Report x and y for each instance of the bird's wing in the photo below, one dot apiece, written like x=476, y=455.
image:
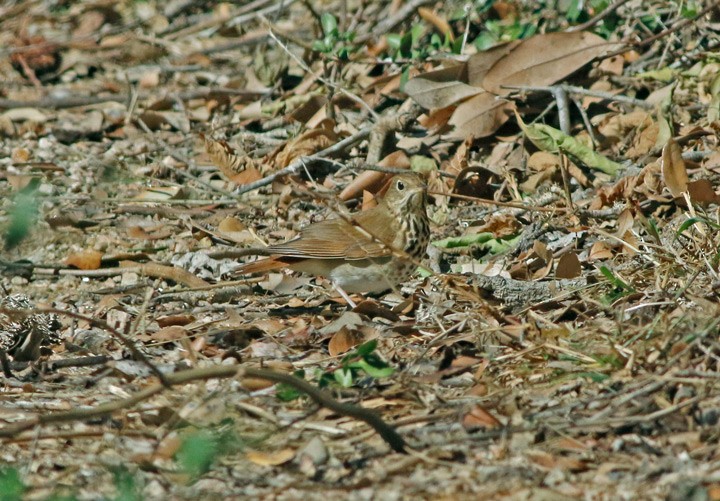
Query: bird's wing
x=332, y=238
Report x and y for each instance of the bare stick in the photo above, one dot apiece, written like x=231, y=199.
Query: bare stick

> **THE PROBLEM**: Write out every one of the entries above word for word, leaving out the pictures.

> **ANSWER FOR THE TASK**:
Report x and y for each instance of the bird's wing in the photo below, one dot apiece, written like x=476, y=455.
image:
Query: bird's wing
x=332, y=238
Report x and y for each instance of the bare stick in the photo above, one dot apiece, written like x=231, y=199.
Query: bare stick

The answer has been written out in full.